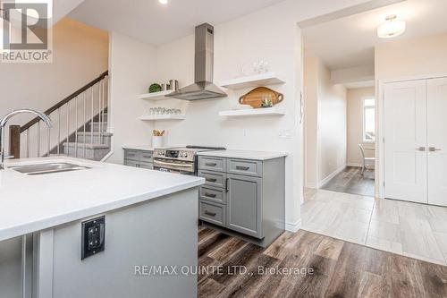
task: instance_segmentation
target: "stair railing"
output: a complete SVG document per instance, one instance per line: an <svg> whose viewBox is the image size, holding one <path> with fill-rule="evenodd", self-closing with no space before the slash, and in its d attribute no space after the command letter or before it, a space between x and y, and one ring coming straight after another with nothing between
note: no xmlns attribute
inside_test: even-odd
<svg viewBox="0 0 447 298"><path fill-rule="evenodd" d="M14 158L21 157L40 158L59 155L70 155L70 148L63 153L63 142L74 142L75 158L86 157L87 134L86 125L90 124L90 143L94 144L94 133L97 132L99 142L103 140L107 123L108 71L63 98L45 111L53 121L54 128L42 132L41 119L36 117L24 125L11 125L10 155ZM98 125L93 131L93 123ZM83 132L83 154L78 153L78 134ZM82 148L80 148L82 151Z"/></svg>

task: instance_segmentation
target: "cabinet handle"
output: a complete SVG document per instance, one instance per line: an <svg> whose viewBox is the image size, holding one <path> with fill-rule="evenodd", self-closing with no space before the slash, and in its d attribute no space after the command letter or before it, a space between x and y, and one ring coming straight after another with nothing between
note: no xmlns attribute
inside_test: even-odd
<svg viewBox="0 0 447 298"><path fill-rule="evenodd" d="M430 152L435 152L435 151L441 151L442 149L435 148L435 147L429 147L428 151Z"/></svg>
<svg viewBox="0 0 447 298"><path fill-rule="evenodd" d="M205 214L206 214L206 215L209 215L210 217L215 217L215 214L216 214L216 213L215 213L215 212L209 212L208 210L206 210L206 211L205 211Z"/></svg>

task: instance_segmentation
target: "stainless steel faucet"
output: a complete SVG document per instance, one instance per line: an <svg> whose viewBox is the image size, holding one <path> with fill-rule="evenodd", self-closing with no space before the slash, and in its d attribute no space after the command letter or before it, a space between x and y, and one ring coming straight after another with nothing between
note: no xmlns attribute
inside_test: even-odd
<svg viewBox="0 0 447 298"><path fill-rule="evenodd" d="M21 114L21 113L34 114L36 115L38 115L38 117L40 117L40 119L42 119L42 121L45 122L45 123L48 126L48 128L53 127L53 124L51 123L51 119L46 115L45 115L42 112L36 111L36 110L33 110L30 108L21 108L18 110L13 110L13 112L8 113L6 115L4 115L4 117L3 117L0 120L0 170L4 169L4 158L10 158L10 157L6 157L5 152L4 152L4 143L5 143L4 127L6 126L6 123L8 123L8 121L13 116L14 116L18 114Z"/></svg>

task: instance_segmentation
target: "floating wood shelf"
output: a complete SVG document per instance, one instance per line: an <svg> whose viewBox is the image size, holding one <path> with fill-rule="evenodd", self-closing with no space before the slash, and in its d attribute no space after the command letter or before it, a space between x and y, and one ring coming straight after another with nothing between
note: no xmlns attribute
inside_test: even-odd
<svg viewBox="0 0 447 298"><path fill-rule="evenodd" d="M139 99L146 99L146 100L164 100L164 99L169 99L171 98L166 98L165 96L173 93L173 90L166 90L166 91L160 91L160 92L154 92L154 93L145 93L139 95Z"/></svg>
<svg viewBox="0 0 447 298"><path fill-rule="evenodd" d="M283 84L285 81L276 76L274 72L266 72L247 77L226 80L220 82L220 86L232 89L246 89L263 87L267 85Z"/></svg>
<svg viewBox="0 0 447 298"><path fill-rule="evenodd" d="M284 115L283 109L279 107L250 108L243 110L230 110L219 112L220 116L225 117L253 117L267 115Z"/></svg>

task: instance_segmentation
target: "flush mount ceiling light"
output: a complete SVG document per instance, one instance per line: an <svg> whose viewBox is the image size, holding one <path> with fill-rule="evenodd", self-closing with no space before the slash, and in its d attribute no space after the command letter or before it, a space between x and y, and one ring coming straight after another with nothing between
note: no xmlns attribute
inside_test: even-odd
<svg viewBox="0 0 447 298"><path fill-rule="evenodd" d="M399 21L397 15L392 14L385 18L385 22L377 28L377 36L381 38L391 38L405 32L407 24Z"/></svg>

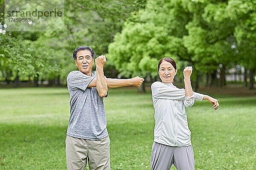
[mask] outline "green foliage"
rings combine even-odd
[[[235,50],[230,48],[236,42],[234,22],[227,18],[215,20],[222,16],[224,10],[218,9],[225,6],[204,1],[149,0],[116,35],[109,54],[125,75],[140,72],[154,76],[157,61],[165,57],[174,58],[183,67],[186,63],[195,71],[214,72],[219,63],[234,61]]]

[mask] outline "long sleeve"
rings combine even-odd
[[[203,94],[194,92],[194,94],[195,95],[195,100],[202,101],[204,99],[204,94]]]

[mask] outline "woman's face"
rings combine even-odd
[[[174,77],[177,73],[173,66],[169,62],[163,60],[160,65],[158,74],[162,82],[164,83],[172,83]]]

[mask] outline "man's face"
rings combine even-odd
[[[89,51],[84,50],[78,51],[75,62],[79,71],[87,76],[92,76],[92,69],[94,61]]]

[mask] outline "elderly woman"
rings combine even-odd
[[[192,70],[191,66],[185,68],[185,89],[178,88],[173,84],[177,71],[174,60],[163,58],[158,63],[158,74],[162,82],[154,82],[151,85],[155,112],[152,170],[169,170],[172,164],[178,170],[195,169],[185,108],[192,106],[195,100],[208,100],[215,110],[219,104],[211,96],[193,91],[190,82]]]

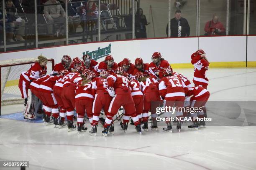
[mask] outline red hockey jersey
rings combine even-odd
[[[94,97],[92,92],[92,82],[88,82],[81,86],[82,82],[78,83],[77,85],[75,101],[77,101],[80,100],[93,100]]]
[[[56,81],[61,78],[60,75],[51,76],[41,82],[39,91],[44,92],[53,92],[53,87]]]
[[[98,64],[98,62],[96,61],[93,60],[91,60],[91,62],[90,63],[90,65],[89,66],[89,68],[86,68],[86,66],[84,63],[84,62],[83,62],[83,64],[82,64],[82,66],[85,69],[89,69],[91,71],[94,71],[94,68],[96,65]]]
[[[154,78],[148,78],[145,81],[141,82],[140,84],[141,85],[143,94],[145,94],[146,92],[154,92],[155,90],[158,90],[158,85],[159,83]]]
[[[50,75],[46,75],[42,77],[41,78],[34,80],[31,83],[30,83],[29,88],[35,90],[38,90],[42,82],[45,80],[50,77]]]
[[[185,96],[184,88],[186,85],[181,79],[176,76],[162,78],[159,83],[159,93],[161,96],[168,100],[169,98]]]
[[[33,64],[30,68],[26,72],[22,72],[21,74],[28,81],[31,81],[44,76],[47,72],[47,68],[42,67],[38,62]]]
[[[143,64],[143,71],[141,72],[136,68],[134,69],[133,70],[133,75],[135,75],[135,74],[138,72],[141,72],[143,74],[145,75],[148,75],[148,70],[149,70],[149,64],[148,63],[144,63]]]
[[[141,92],[141,86],[138,80],[133,80],[129,81],[129,86],[131,89],[131,91],[133,98],[143,98],[143,93]]]
[[[131,94],[129,88],[128,80],[126,77],[112,74],[107,78],[108,87],[114,88],[115,92],[117,95],[127,95]]]
[[[188,88],[192,88],[194,87],[194,85],[193,85],[190,81],[187,78],[187,77],[184,76],[181,74],[178,73],[177,72],[174,72],[173,73],[173,75],[174,77],[178,77],[179,78],[181,79],[182,81],[183,82],[186,86]]]
[[[109,70],[107,67],[107,63],[104,61],[102,61],[99,64],[95,66],[94,70],[96,73],[96,75],[97,75],[97,76],[98,76],[100,75],[100,72],[103,70],[107,71],[109,74],[113,73],[118,67],[118,64],[115,62],[114,62],[111,69]]]
[[[92,81],[92,94],[94,95],[95,94],[108,94],[107,90],[107,87],[108,81],[106,78],[95,78]]]
[[[72,70],[74,68],[74,65],[71,63],[69,68],[68,70],[69,71],[71,72]],[[55,65],[53,70],[52,70],[52,74],[57,73],[61,70],[66,70],[61,62],[58,63]]]
[[[208,70],[209,62],[201,58],[200,55],[195,56],[194,54],[191,56],[191,63],[195,67],[193,82],[197,85],[207,86],[209,80],[206,78],[206,72]]]
[[[152,77],[159,80],[163,77],[163,70],[164,69],[166,68],[171,69],[170,64],[165,60],[161,60],[160,64],[159,67],[156,67],[156,65],[154,62],[151,62],[149,65],[148,74]],[[156,75],[156,72],[159,72],[159,75],[158,76]]]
----------
#### TO BE DONE:
Copy out every line of the data above that contains the word "face".

#### RESPONSE TO THE TASK:
[mask] outline "woman's face"
[mask] outline "man's face"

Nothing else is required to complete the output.